• EXERCISE GOAL: The result should be the lines from the one holding "Where can you see the man's hand" to the end of the records below, repeated exactly. No pictures.

** RECORDS SUPPLIED follows **

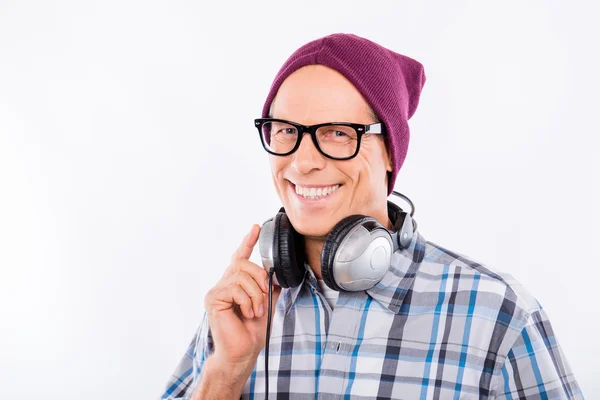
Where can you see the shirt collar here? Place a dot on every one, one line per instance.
(391, 290)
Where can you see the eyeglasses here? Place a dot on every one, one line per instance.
(335, 140)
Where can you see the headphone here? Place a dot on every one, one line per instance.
(356, 255)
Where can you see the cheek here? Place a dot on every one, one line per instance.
(277, 167)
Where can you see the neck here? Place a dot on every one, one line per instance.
(313, 247)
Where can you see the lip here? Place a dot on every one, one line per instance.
(318, 201)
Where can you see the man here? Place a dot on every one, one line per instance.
(438, 325)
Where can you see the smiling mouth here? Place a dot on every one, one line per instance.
(313, 193)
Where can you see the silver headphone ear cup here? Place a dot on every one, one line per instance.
(332, 242)
(405, 234)
(357, 254)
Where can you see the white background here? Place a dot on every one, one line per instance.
(123, 194)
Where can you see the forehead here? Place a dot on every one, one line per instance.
(314, 94)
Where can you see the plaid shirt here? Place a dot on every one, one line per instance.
(438, 325)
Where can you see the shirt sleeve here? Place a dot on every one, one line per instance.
(182, 382)
(536, 366)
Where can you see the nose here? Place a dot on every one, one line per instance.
(307, 157)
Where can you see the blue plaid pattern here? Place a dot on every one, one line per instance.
(439, 325)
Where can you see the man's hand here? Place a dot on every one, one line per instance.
(237, 314)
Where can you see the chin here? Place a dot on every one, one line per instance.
(311, 226)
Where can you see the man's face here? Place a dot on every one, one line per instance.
(317, 94)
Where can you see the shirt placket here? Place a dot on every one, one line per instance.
(339, 346)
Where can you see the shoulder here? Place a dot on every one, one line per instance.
(487, 292)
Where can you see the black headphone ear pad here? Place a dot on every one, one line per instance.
(332, 243)
(288, 252)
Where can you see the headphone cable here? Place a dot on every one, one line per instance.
(271, 271)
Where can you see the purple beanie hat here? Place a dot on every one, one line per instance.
(390, 82)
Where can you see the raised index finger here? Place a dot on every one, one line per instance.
(248, 243)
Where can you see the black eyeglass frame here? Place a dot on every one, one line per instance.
(375, 129)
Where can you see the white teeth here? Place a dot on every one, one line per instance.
(312, 193)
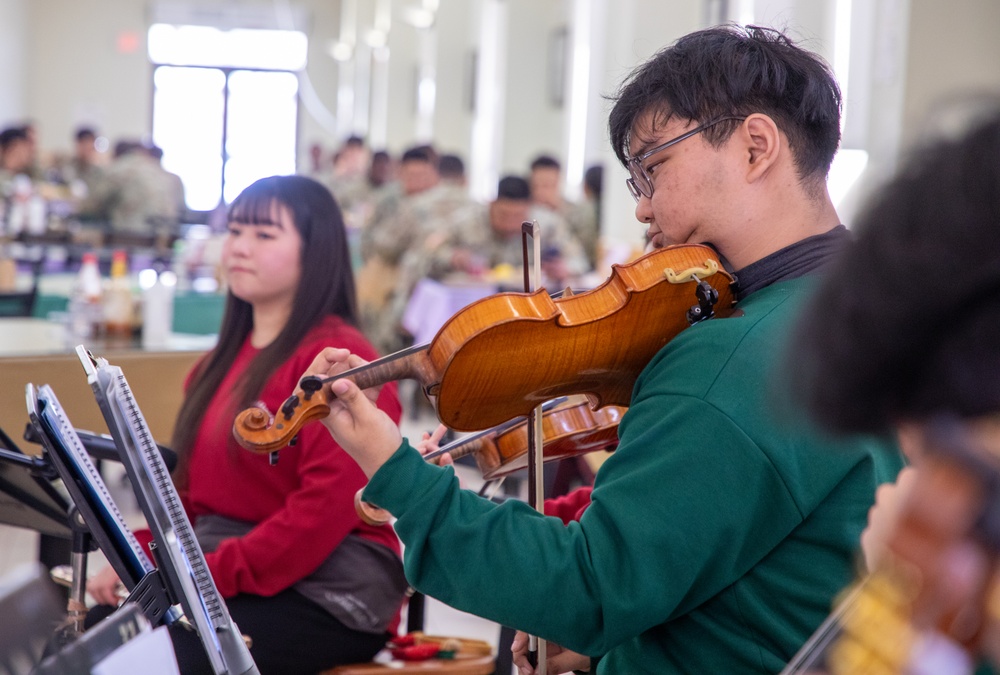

** End of RECORDS SUPPLIED **

• EXERCISE ANSWER:
Where can you see the man's hand here? Place a dot on every one, one line per instance.
(237, 314)
Where can you see the chin here? Place a dot on every one, one line per instance.
(311, 226)
Where can you see the man's face here? Place a dot on every one, one line per instance.
(317, 94)
Where can you see the shirt placket here? Place a dot on every one, one line per instance.
(339, 346)
Where can you see the shoulder here? Place a dot on every one, one line per instance.
(487, 292)
Where can you see the black headphone ear pad here? Place a dot on every one, one line per instance.
(332, 243)
(288, 252)
Where can you see the headphone cable here? Place a dot on every one, one line per instance.
(271, 271)
Where can you see the purple beanie hat here? Place a dot on every one, one line per instance.
(390, 82)
Where can you see the raised index finger here? Place a dot on every one, one line per instance.
(248, 243)
Where can you see the black eyeglass frame here? Place a dot on every one, one line per instance.
(375, 129)
Where can you see the white teeth here? Place a dot on every one, one line per instance.
(312, 193)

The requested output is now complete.